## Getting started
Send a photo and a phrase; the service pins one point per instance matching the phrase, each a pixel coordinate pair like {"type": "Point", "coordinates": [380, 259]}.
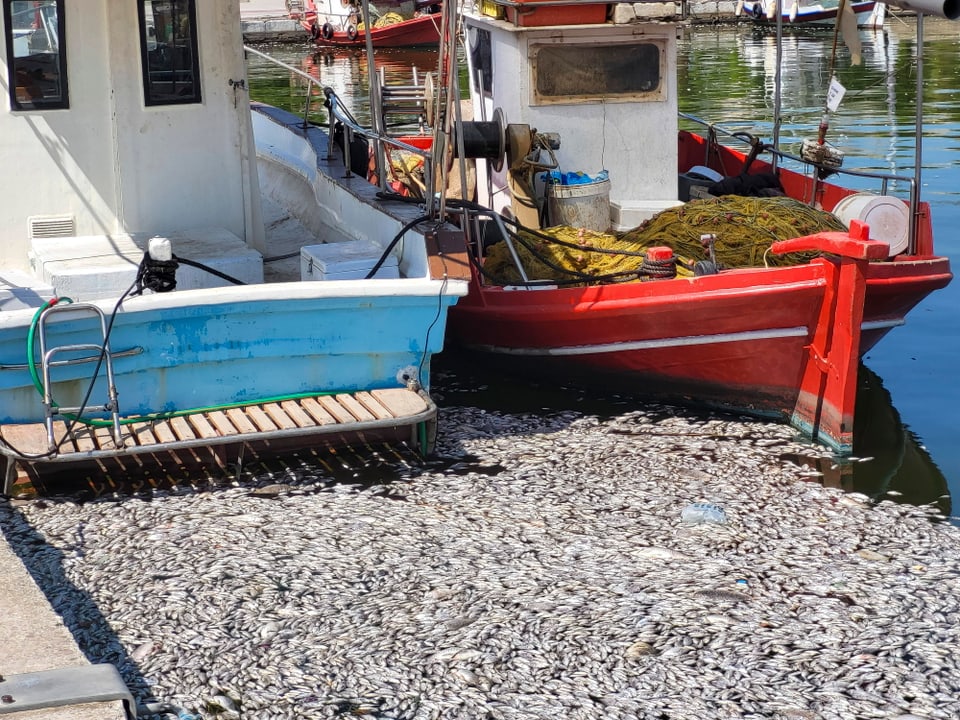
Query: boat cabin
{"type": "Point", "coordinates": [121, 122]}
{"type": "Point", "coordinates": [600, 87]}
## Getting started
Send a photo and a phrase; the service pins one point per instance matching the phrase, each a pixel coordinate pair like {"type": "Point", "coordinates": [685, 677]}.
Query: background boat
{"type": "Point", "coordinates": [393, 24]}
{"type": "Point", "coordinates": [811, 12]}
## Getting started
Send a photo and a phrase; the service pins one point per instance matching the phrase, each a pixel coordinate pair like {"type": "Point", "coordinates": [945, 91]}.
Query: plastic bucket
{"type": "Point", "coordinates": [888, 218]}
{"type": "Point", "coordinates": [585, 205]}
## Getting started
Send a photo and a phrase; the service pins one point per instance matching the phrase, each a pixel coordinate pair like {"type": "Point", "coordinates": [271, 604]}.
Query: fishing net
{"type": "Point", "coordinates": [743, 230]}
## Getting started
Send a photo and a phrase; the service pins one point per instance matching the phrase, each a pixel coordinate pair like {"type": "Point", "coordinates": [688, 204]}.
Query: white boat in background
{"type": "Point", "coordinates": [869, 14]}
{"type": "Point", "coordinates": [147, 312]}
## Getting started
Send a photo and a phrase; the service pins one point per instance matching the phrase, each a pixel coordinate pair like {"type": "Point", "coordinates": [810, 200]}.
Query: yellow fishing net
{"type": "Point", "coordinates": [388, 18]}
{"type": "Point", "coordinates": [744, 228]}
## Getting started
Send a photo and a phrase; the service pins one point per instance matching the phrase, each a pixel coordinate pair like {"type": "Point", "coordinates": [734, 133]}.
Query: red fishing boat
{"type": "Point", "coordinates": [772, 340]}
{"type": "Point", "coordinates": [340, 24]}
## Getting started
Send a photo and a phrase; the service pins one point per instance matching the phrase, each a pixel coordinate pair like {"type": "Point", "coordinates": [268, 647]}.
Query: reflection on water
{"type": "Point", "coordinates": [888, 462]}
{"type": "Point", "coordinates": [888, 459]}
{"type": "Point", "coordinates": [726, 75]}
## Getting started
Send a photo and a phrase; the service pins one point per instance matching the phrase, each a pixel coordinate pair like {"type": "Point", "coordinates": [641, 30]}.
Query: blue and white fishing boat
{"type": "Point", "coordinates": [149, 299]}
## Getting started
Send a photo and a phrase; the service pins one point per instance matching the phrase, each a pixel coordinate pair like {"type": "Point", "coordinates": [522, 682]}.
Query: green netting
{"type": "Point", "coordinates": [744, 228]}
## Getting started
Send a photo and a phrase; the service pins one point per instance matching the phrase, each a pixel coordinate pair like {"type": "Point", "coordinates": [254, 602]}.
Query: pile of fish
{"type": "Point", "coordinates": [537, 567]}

——

Your goal:
Every record above should be written out again without change, except that the pictures are left out.

Response below:
## Getting started
Send a photo and a phrase; the service pins one point per instance matching the phrase, each a pixel coordinate pair like {"type": "Point", "coordinates": [380, 259]}.
Query: boat cabin
{"type": "Point", "coordinates": [121, 122]}
{"type": "Point", "coordinates": [600, 87]}
## Getting started
Send a photo and a phrase; the service pins one point per instance matching the phrase, each a pixel coordinate pair like {"type": "Point", "coordinates": [685, 677]}.
Query: background boat
{"type": "Point", "coordinates": [393, 24]}
{"type": "Point", "coordinates": [811, 12]}
## Getting started
Send a photo and a phrase; the service pins one point per instance matching the phrase, each a pixel coordinate pair like {"type": "Point", "coordinates": [945, 91]}.
Query: plastic bucket
{"type": "Point", "coordinates": [888, 218]}
{"type": "Point", "coordinates": [585, 205]}
## Getting started
Send a photo and a phrase; the service pins one point per instance matching the phrase, each a pixel coordinate pair like {"type": "Point", "coordinates": [271, 604]}.
Query: fishing net
{"type": "Point", "coordinates": [743, 230]}
## Getting started
Send a photo and a phrase; the service pins one point per instance matching the phrase, each a pixel coordinate pair like {"type": "Point", "coordinates": [688, 204]}.
Query: white boat in background
{"type": "Point", "coordinates": [869, 14]}
{"type": "Point", "coordinates": [147, 312]}
## Getting started
Send a photo and a phrase; the service pins one point per instance matching the phrase, each a pixel coordinate pair like {"type": "Point", "coordinates": [810, 200]}.
Query: yellow fishing net
{"type": "Point", "coordinates": [388, 18]}
{"type": "Point", "coordinates": [744, 228]}
## Getting started
Send a photo and a phrase; the service pins one point per instance matching the phrase, each a pixel coordinate pair like {"type": "Point", "coordinates": [734, 133]}.
Query: red fishing boat
{"type": "Point", "coordinates": [772, 340]}
{"type": "Point", "coordinates": [340, 24]}
## Getting started
Send a photo and a phrase; the service pins one point per instance matching the phrase, each a pixel coordinate pair like {"type": "Point", "coordinates": [268, 647]}.
Query: reflection on water
{"type": "Point", "coordinates": [888, 462]}
{"type": "Point", "coordinates": [888, 459]}
{"type": "Point", "coordinates": [726, 75]}
## Getting started
Send a photo and a phrase; the service pins one point per instance matching the phrase, each a pixel coordinate pair like {"type": "Point", "coordinates": [641, 30]}.
Query: blue and white fishing boat
{"type": "Point", "coordinates": [149, 299]}
## Getting started
Send a photo and a phrase; the service pins one point per instance matching the phrase, each a pixel coordinate pair like {"type": "Point", "coordinates": [522, 682]}.
Query: green netting
{"type": "Point", "coordinates": [744, 228]}
## Getting started
Send a photo and a phrase; the service pins one point per instance matching the phrase, each a pixel coordinate pair like {"type": "Point", "coordinates": [254, 602]}.
Query: pile of fish
{"type": "Point", "coordinates": [537, 567]}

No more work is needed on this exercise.